EXERCISE GOAL:
In the records below, list every line that contains the word "wooden". Match case exactly.

[Source data]
****************

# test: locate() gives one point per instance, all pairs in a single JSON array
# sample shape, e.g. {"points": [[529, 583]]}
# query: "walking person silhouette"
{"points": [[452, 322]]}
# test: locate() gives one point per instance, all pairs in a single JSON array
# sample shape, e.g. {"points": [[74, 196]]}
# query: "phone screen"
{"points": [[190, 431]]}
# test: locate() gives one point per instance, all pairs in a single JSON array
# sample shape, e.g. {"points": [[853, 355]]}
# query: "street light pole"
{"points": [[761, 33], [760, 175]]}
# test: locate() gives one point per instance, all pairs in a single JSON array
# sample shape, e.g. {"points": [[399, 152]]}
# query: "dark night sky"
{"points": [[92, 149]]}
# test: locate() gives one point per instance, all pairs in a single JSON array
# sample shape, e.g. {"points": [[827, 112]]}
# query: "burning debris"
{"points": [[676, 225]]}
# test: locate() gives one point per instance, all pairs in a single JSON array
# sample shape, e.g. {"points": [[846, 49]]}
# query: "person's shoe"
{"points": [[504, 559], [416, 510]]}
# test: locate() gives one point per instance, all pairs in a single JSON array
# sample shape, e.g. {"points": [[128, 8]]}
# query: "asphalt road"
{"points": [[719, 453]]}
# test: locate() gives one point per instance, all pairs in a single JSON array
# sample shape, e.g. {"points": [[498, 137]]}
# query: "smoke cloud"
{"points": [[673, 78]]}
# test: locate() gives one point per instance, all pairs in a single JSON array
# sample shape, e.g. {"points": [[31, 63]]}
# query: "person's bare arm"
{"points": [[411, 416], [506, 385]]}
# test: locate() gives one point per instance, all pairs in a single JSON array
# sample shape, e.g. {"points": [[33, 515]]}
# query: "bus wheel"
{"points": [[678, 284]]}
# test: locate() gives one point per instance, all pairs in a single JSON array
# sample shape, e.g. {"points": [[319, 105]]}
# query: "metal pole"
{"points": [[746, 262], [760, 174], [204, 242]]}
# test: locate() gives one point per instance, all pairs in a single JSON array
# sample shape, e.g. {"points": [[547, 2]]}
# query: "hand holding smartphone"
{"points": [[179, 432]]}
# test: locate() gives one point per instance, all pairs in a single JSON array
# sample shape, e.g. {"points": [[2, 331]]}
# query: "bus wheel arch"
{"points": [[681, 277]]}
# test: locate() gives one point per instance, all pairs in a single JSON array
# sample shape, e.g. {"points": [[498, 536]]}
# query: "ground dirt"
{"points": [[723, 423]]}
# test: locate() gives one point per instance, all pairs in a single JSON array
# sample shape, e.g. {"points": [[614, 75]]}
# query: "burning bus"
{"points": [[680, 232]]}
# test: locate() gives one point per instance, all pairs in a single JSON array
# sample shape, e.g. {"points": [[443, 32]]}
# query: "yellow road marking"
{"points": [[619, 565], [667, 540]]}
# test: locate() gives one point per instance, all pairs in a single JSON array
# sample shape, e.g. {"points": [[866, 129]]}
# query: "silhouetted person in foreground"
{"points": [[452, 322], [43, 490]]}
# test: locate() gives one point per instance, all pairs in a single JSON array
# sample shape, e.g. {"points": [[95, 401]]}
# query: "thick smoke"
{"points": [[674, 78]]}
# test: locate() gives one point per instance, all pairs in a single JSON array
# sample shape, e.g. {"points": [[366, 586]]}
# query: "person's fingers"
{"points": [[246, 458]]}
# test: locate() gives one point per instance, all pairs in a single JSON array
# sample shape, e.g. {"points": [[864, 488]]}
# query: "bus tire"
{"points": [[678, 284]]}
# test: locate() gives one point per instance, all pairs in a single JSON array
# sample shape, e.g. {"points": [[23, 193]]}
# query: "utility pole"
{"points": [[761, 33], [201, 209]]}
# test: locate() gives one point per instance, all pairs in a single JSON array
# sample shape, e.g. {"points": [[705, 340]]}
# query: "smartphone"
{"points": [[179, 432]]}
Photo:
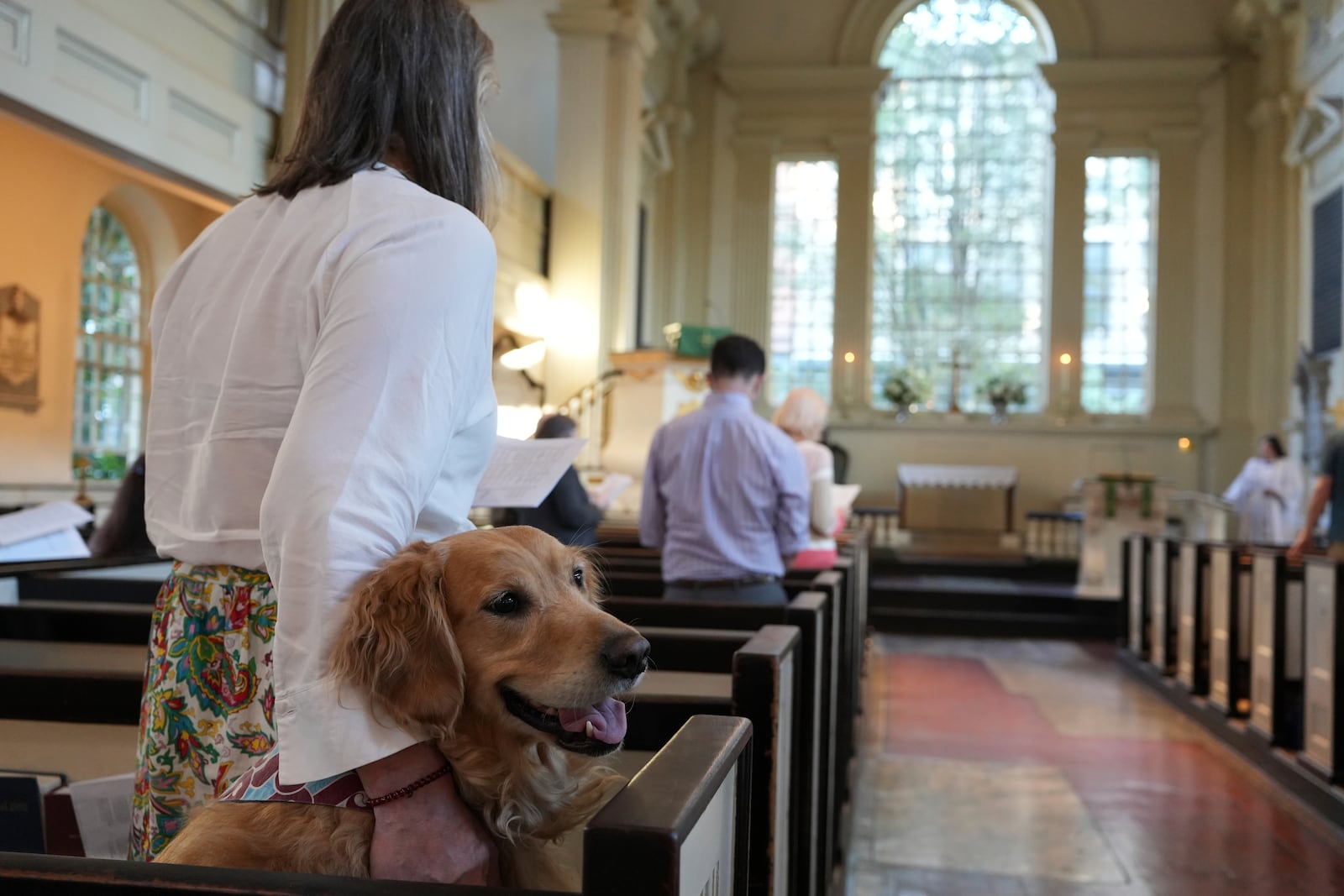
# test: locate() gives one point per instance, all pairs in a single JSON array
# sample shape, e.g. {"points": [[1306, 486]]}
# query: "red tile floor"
{"points": [[1021, 768]]}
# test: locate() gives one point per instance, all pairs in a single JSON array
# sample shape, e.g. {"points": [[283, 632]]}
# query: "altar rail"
{"points": [[1249, 645]]}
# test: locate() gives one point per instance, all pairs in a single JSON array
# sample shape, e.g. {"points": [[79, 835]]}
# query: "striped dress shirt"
{"points": [[725, 493]]}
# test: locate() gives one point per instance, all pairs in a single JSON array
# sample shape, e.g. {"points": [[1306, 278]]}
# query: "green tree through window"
{"points": [[964, 163], [108, 351]]}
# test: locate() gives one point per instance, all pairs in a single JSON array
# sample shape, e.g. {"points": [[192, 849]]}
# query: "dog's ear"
{"points": [[396, 644]]}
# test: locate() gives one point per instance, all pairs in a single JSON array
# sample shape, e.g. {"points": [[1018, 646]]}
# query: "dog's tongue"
{"points": [[608, 720]]}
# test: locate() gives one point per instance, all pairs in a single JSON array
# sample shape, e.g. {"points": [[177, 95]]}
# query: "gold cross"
{"points": [[1337, 412]]}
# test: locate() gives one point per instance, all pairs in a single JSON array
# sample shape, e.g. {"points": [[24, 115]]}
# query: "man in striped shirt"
{"points": [[725, 490]]}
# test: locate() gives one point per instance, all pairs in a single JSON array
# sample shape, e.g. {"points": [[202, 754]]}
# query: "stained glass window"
{"points": [[964, 165], [109, 351], [804, 277], [1119, 269]]}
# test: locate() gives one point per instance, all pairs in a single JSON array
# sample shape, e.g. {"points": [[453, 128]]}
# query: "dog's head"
{"points": [[501, 625]]}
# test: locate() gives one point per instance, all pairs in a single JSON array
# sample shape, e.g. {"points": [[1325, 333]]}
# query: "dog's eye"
{"points": [[504, 604]]}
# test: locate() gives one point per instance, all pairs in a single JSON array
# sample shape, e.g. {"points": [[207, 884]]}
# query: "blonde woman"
{"points": [[322, 396], [803, 417]]}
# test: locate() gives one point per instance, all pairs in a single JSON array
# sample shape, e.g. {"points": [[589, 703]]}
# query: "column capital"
{"points": [[1075, 139]]}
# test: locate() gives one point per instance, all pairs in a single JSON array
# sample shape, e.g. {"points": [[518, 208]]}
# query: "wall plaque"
{"points": [[19, 320]]}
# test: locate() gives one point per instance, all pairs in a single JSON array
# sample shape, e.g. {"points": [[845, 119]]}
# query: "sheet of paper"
{"points": [[64, 544], [843, 496], [521, 474], [45, 519], [102, 812], [613, 484]]}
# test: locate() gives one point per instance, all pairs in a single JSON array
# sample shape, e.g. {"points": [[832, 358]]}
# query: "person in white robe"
{"points": [[1267, 495]]}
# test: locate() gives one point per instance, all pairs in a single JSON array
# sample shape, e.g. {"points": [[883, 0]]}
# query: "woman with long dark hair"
{"points": [[322, 396]]}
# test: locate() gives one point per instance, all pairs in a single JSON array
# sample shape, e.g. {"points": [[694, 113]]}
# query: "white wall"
{"points": [[188, 85], [523, 113]]}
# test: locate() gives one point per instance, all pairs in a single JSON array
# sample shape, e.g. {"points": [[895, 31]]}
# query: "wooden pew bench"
{"points": [[811, 815], [1277, 647], [753, 676], [1323, 741], [741, 673], [680, 825]]}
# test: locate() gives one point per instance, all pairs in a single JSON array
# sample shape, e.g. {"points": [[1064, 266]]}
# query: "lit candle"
{"points": [[1066, 362]]}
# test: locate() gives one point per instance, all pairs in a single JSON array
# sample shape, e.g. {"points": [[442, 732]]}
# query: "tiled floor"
{"points": [[1023, 768]]}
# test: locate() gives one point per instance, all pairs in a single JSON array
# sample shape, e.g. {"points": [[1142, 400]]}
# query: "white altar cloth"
{"points": [[956, 476]]}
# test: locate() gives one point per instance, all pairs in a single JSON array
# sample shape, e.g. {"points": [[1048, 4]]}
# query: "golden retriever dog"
{"points": [[494, 644]]}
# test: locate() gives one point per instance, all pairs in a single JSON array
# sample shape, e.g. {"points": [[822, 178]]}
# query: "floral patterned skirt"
{"points": [[207, 711]]}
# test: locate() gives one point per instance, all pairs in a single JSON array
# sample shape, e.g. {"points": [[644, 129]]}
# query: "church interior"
{"points": [[1068, 277]]}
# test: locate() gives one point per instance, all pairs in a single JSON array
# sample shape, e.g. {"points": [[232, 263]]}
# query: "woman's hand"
{"points": [[1294, 553], [432, 835]]}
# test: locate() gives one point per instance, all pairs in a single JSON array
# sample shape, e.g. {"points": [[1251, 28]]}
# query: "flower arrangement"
{"points": [[1003, 390], [904, 389]]}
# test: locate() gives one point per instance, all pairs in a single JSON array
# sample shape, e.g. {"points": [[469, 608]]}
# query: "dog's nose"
{"points": [[627, 656]]}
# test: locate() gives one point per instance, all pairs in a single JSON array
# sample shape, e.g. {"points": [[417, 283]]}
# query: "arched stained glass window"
{"points": [[961, 203], [109, 351], [803, 286]]}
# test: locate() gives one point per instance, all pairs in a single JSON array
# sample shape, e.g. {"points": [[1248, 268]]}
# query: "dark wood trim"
{"points": [[1278, 765], [638, 835], [65, 130], [62, 875], [33, 567]]}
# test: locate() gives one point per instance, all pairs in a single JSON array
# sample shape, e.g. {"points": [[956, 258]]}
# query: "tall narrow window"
{"points": [[964, 163], [1119, 269], [804, 285], [109, 351]]}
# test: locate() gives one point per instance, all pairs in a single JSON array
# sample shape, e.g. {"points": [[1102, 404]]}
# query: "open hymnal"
{"points": [[843, 496], [102, 812], [521, 474], [45, 532], [604, 490]]}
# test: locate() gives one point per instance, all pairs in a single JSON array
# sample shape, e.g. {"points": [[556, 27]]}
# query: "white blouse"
{"points": [[322, 396]]}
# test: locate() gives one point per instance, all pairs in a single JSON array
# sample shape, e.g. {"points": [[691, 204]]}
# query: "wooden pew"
{"points": [[1229, 649], [1323, 741], [1276, 649], [763, 668], [100, 684], [1137, 594], [116, 582], [1193, 621], [45, 688], [1162, 638], [680, 825], [811, 815]]}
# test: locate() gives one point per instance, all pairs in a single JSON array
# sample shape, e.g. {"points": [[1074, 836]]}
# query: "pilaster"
{"points": [[595, 215]]}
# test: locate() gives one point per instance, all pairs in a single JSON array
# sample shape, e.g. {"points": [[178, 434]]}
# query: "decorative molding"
{"points": [[1131, 96], [801, 81], [202, 127], [1062, 23], [1319, 125], [15, 27], [98, 74], [811, 105]]}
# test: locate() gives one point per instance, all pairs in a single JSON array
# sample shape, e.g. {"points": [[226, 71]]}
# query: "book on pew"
{"points": [[45, 532], [102, 812], [522, 473], [22, 794], [60, 826]]}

****************

TASK OUTPUT:
# query: "wooden pew bench"
# query: "wooden pew"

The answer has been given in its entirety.